Look in the material below for the line with "In the photo above, where can the building" and the line with "In the photo above, where can the man in", then set down exactly those two lines and all lines between, nothing more.

※ ※ ※

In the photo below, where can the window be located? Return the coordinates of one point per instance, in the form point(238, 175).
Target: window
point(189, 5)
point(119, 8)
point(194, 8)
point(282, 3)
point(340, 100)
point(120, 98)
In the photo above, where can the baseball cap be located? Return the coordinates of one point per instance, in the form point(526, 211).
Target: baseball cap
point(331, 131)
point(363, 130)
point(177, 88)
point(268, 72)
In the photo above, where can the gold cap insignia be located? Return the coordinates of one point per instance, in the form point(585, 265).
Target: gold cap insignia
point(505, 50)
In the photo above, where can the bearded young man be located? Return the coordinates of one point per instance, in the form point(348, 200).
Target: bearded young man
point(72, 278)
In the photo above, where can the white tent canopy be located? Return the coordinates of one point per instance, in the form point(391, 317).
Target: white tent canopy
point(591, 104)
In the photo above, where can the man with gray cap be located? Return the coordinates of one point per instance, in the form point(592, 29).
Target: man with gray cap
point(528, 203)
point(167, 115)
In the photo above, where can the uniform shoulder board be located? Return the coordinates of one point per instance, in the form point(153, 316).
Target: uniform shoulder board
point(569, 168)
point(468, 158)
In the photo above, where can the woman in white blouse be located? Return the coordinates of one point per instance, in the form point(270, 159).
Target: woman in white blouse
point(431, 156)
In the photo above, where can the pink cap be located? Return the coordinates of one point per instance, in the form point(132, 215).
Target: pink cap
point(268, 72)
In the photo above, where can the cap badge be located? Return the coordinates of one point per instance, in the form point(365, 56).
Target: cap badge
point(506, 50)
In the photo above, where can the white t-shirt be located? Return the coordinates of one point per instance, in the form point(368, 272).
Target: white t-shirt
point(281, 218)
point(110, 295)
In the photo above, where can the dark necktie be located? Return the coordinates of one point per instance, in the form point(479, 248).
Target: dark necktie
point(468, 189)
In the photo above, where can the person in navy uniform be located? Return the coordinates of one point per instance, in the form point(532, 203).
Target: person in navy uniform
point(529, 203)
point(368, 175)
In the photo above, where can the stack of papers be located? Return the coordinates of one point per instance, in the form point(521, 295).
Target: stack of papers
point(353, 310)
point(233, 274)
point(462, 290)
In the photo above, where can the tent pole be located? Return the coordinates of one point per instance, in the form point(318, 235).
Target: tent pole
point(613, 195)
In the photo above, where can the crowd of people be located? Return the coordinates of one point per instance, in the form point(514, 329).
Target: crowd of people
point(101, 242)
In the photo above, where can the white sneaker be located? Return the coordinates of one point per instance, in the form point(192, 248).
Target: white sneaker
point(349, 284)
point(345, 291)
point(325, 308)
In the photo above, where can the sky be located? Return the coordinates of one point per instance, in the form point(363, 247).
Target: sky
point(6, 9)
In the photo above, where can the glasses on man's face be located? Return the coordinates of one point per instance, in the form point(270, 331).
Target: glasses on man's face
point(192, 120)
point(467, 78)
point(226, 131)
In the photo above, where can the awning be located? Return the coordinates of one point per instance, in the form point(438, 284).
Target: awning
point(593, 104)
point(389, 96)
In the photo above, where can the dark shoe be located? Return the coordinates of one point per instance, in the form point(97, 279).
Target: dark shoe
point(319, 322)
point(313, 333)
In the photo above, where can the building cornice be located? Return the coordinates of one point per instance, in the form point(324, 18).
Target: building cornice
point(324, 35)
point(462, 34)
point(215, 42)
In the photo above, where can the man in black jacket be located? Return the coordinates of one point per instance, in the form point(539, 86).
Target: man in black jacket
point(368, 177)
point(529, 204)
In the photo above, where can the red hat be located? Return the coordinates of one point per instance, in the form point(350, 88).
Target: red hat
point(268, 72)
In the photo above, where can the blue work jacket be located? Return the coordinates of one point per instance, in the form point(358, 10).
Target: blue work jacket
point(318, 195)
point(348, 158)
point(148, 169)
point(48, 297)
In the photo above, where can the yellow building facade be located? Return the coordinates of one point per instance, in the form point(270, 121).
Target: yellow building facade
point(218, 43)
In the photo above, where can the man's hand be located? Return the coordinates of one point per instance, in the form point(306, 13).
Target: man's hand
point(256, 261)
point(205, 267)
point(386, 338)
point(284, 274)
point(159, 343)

※ ※ ※

Response to this exercise:
In the photo above, where can the building cornice be located? Return the coordinates of one point per instance, in the form point(324, 18).
Target: building cornice
point(324, 35)
point(462, 34)
point(215, 42)
In the photo above, where can the man in black jacket be located? Return the coordinates of one point per instance, in the form point(539, 86).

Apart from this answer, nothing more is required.